* [Written instruction]: Copy out all of the data below word for word, leaving every line unchanged.

-- begin Data for the task --

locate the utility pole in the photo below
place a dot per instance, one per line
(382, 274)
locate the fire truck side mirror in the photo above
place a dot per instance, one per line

-- end Data for the task --

* [Finished exercise]:
locate the utility pole in the photo below
place a dot per instance, one per line
(382, 274)
locate the fire truck side mirror in the photo above
place a dot per instance, one per line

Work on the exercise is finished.